ELLSWORTH, Maine — Ellsworth police are wondering why a Washington County sheriff gave the authority of a sheriff’s deputy to a doctor who had not completed the police academy training required by Maine law.

Sheriff Donnie Smith deputized Benjamin Newman, 72, who operates a small practice in Winter Harbor and is contracted as the jail doctor in Washington County. The question of Newman’s qualifications came to light when he was charged with reckless conduct on Dec. 26 after leaving a loaded 9 mm Walther police pistol in the bathroom of the L.L.Bean Outlet in Ellsworth.

In a conversation with police, Newman said he did not have a permit to carry a concealed weapon, but produced a Washington County Sheriff’s Office ID card that said he is a “special deputy.”

There’s no indication that Newman ever asserted authority as a regular deputy or acted as a deputy in any way. According to Newman, on the back side of the ID, there is text that states he “is a qualified law enforcement officer of the Washington County Sheriff’s Office” and as such “is authorized to carry a concealed firearm.” Lt. Harold Page of the Ellsworth Police Department verified that language was present on the ID.

That text raised a few eyebrows at the Ellsworth Police Department. Maine’s law prohibiting concealed carry by those without a permit makes exceptions for qualified law enforcement officers, but Newman is a contractor with the county, not an employee of the sheriff’s office.

“I don’t believe he meets the criteria under the [concealed carry] law, the exception that’s made for law enforcement officers to carry concealed weapons,” said Ellsworth Police Chief John DeLeo.

Maine law requires training — including firearm qualifications on the range — at the Maine Criminal Justice Academy for all police, sheriff’s deputies and game wardens, but not special deputies. The academy keeps a record of every police officer, sheriff’s deputy and game warden who has qualified in the state. According to Eric Parker, training manager and assistant director at the academy, Newman’s name is not on the list.

================

_GOALS:_
1/ Reproduce the part of the article on the deputized jail doctor that begins at the words "In a conversation" and stops after "present on the ID.".
2/ Name every person the article on the deputized jail doctor identifies by full name.

_DATASET CONTENT:_

================

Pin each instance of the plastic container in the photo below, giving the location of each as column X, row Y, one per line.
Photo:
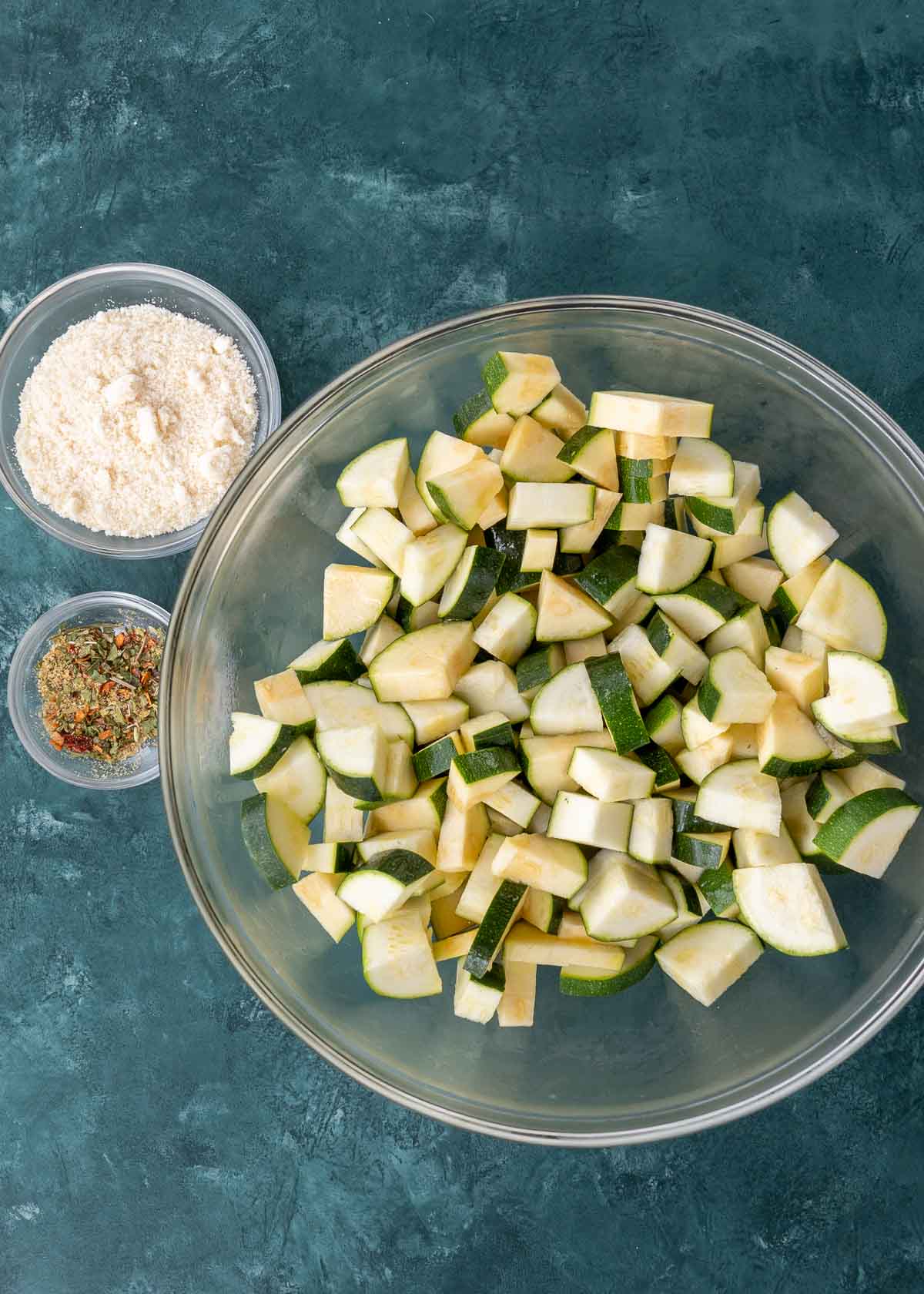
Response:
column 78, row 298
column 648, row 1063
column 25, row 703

================

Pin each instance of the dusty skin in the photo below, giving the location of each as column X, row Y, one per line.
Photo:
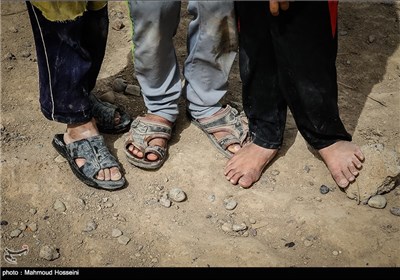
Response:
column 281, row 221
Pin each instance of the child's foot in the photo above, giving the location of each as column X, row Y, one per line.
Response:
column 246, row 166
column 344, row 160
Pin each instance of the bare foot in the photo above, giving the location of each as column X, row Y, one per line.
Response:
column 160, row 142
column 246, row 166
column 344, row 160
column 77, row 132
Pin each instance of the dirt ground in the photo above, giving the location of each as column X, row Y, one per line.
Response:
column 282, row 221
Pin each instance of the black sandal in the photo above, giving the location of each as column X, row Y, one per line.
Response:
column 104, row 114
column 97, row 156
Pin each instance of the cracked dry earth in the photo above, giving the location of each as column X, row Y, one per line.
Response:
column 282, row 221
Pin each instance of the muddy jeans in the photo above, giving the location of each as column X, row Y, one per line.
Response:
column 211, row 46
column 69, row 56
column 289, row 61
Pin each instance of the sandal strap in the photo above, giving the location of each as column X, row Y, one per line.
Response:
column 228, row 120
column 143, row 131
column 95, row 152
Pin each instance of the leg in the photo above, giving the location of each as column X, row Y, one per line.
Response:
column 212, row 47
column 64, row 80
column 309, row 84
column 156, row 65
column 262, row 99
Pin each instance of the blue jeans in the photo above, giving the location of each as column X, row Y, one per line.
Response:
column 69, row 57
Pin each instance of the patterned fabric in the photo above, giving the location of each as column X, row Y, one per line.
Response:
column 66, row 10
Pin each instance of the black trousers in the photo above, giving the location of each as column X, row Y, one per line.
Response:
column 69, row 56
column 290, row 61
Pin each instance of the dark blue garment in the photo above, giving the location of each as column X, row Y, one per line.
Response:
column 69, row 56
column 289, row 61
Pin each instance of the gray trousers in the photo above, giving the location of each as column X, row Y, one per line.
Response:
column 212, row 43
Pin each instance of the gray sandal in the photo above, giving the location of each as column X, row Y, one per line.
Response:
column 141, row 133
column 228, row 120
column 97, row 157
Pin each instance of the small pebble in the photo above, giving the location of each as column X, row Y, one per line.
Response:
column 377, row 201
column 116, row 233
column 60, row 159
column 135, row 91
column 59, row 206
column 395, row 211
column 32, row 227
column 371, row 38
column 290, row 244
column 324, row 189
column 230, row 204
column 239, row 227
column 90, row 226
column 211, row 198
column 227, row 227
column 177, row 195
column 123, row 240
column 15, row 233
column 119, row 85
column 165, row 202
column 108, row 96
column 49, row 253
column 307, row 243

================

_OUTPUTS FOR THE TASKS:_
1/
In a conversation with police, Newman said he did not have a permit to carry a concealed weapon, but produced a Washington County Sheriff’s Office ID card that said he is a “special deputy.”

There’s no indication that Newman ever asserted authority as a regular deputy or acted as a deputy in any way. According to Newman, on the back side of the ID, there is text that states he “is a qualified law enforcement officer of the Washington County Sheriff’s Office” and as such “is authorized to carry a concealed firearm.” Lt. Harold Page of the Ellsworth Police Department verified that language was present on the ID.

2/
- Donnie Smith
- Benjamin Newman
- Harold Page
- John DeLeo
- Eric Parker